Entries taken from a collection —
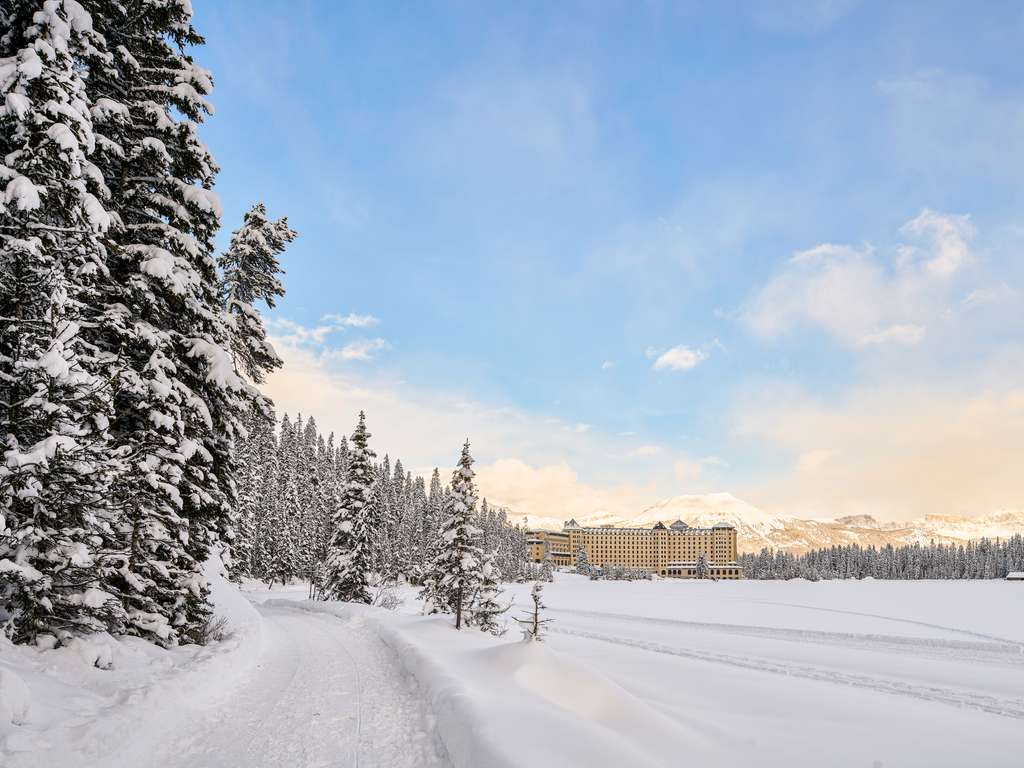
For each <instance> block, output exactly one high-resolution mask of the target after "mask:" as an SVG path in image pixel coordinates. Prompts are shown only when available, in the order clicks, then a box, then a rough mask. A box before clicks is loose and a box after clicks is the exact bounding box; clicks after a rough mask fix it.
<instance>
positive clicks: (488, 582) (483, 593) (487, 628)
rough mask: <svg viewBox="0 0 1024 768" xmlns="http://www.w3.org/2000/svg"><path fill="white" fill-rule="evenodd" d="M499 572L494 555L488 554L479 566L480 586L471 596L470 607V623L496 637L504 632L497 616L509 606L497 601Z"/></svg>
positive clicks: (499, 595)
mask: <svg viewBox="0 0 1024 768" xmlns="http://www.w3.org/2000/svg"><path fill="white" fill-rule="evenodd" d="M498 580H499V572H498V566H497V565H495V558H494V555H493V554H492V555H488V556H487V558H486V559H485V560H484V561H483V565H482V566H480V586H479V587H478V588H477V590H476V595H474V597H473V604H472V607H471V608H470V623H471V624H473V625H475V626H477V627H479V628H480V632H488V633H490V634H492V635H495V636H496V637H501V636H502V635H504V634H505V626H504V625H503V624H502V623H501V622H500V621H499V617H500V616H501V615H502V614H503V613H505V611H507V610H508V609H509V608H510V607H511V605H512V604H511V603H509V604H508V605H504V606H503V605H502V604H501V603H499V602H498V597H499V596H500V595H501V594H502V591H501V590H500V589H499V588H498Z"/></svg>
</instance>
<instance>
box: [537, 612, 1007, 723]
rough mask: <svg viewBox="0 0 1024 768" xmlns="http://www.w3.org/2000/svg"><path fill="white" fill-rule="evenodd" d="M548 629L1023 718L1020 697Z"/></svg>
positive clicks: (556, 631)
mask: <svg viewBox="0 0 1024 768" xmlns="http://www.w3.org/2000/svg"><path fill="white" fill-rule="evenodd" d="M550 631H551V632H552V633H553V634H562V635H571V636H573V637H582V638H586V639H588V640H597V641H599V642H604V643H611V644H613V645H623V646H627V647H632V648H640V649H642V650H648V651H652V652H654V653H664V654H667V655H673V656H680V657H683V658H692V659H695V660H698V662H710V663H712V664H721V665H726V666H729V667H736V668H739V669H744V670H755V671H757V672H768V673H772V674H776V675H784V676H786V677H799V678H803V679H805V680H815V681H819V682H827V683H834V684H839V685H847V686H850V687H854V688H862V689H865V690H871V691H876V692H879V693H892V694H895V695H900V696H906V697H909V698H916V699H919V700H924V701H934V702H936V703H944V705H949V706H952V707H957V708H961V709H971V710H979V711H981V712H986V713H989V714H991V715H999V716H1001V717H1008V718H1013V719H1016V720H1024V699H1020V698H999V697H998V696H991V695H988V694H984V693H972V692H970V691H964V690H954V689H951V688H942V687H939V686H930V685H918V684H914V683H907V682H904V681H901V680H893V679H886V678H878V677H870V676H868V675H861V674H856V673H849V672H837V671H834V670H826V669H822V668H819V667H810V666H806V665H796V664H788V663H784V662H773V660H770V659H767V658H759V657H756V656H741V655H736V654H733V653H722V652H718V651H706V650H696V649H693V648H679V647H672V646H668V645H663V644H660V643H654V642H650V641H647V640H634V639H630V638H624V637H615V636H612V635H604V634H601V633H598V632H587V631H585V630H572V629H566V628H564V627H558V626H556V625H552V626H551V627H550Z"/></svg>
==
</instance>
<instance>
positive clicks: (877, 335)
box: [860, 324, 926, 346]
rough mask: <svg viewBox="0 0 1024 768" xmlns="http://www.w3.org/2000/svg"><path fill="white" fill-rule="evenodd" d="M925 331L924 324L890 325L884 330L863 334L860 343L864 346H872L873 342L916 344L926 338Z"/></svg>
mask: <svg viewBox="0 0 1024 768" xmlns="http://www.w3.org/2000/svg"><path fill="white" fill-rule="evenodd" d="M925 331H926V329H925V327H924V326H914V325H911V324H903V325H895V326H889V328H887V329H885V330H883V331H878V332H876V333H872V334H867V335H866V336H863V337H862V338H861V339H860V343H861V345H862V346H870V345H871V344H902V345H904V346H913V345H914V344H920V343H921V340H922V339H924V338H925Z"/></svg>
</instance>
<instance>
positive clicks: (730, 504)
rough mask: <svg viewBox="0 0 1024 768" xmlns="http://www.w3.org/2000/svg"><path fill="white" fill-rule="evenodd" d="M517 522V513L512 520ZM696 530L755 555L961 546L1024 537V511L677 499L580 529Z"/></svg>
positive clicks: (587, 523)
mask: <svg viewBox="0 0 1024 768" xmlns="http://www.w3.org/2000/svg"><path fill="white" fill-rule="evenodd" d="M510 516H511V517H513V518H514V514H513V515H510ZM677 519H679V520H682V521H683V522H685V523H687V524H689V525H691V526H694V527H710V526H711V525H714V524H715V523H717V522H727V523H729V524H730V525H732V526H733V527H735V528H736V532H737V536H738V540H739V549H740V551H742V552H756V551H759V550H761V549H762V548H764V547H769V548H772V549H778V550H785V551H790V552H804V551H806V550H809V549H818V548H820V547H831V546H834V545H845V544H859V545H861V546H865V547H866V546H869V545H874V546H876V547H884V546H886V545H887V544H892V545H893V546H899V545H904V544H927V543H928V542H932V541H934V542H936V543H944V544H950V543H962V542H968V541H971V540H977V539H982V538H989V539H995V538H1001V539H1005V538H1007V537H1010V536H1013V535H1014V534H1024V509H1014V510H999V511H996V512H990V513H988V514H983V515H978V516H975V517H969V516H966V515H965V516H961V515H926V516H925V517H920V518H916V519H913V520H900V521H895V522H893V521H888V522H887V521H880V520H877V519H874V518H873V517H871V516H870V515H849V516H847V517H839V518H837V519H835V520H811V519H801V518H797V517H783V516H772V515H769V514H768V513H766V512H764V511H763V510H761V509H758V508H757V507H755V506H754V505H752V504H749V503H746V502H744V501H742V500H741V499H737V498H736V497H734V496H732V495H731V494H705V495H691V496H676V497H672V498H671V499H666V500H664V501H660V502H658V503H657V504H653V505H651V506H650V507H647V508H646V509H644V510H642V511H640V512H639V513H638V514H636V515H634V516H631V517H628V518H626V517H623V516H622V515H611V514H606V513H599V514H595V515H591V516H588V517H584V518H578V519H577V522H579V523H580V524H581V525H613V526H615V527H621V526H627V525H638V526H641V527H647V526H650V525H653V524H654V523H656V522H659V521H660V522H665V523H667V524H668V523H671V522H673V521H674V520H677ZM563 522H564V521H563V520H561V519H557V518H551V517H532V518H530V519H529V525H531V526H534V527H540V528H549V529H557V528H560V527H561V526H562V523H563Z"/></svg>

Task statement — Only the lines above starting with the one with "For each <instance>" and going through the one with "positive clicks: (488, 582)" are to be copied, word for word and with both ends kept.

Your response —
For each <instance> block, output exactly one high-resolution mask of the target after "mask:" as an SVG path in image pixel coordinates. Prompts are shown only when available, in the order clicks, then a box, then a rough mask. A box before clicks is loose and a box after clicks is the exact bounding box; clicks after a rough mask fix it.
<instance>
positive clicks: (488, 582) (483, 593) (487, 628)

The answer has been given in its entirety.